**Study text:**
---*---
Codecademy Logo

Learn R: Data Cleaning

gsub() R Function

The base R gsub() function searches for a regular expression in a string and replaces it. The function recieve a string or character to replace, a replacement value, and the object that contains the regular expression. We can use it to replace substrings within a single string or in each string in a vector.

When combined with dplyr’s mutate() function, a column of a data frame can be cleaned to enable analysis.

# Replace the element "1" with the empty string in the teams vector in order to get the teams_clean vector with the correct names.
teams <- c("Fal1cons", "Cardinals", "Seah1awks", "Vikings", "Bro1nco", "Patrio1ts")
teams_clean <- gsub("1", "", teams)
print(teams_clean)
# Output:
# "Falcons" "Cardinals" "Seahawks" "Vikings" "Bronco" "Patriots"

distinct() dplyr

The distinct() function from dplyr package is used to keep only unique rows on a data frame. If there are duplicate rows, the function will preserve only the first row. The function can be used to remove equal rows of a dataframe, and to remove rows in a data frame based on unique column values or unique combination of columns values.

# Keep unique rows in the match_statistics data frame
distinct(match_statistics)
# Keep only rows with different values in the prices column of trips
# dataframe
distinct(trips,prices)

str() Function

The str() function display the internal structure of an R object that is passed as parameter of the function. The function outputs the data structure of the object as well as the elements of the object. When the object is a dataframe, the function returns the data type of each column in the data frame, the number of observations and the number and variables.

Combing Data with R

Data from multiple files can be combined into one data frame using the base R functions list.files() and lappy(), with readr’s read_csv() and dplyr’s bind_rows() functions. Consider the following steps:

  1. Get the list of files. The following code will get a list of all files in the current directory that match the pattern “file_.*csv”
files <- list.files(pattern = "file_.*csv")
  1. Read in the files. The following code applies read_csv(), a function from readr, to each file, and adds the resulting data frames to the list df_list.
df_list <- lapply(files, read_csv)
  1. Combine the file data. Below bind_rows(), a dplyr function, is used to combine the data from each data frame in the list into one data frame.
df <- bind_rows(df_list)

R as.numeric() Function

The base R as.numeric() function can coerce character string objects into numeric types.
---*---
**Data provided:**
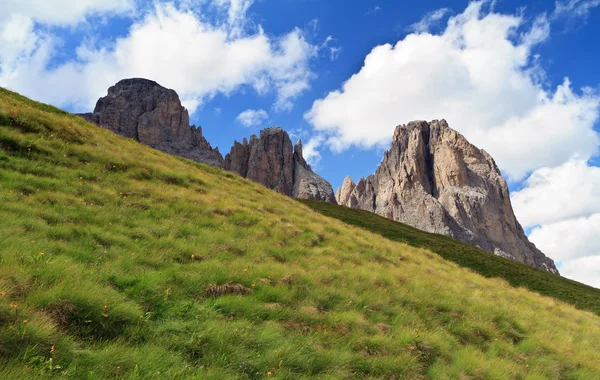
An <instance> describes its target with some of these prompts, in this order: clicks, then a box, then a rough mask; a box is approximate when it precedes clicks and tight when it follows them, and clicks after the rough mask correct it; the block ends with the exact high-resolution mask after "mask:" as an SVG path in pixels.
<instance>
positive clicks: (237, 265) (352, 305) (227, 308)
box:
---*---
**Instruction:**
Answer these questions from the R data cleaning text:
(a) When a data frame has duplicate rows, which row does distinct() keep?
(b) Which base R function can coerce character string objects into numeric types?
(c) What pattern does the list.files() call use to select files?

**Answer below:**
(a) It keeps only the first row.
(b) as.numeric()
(c) "file_.*csv"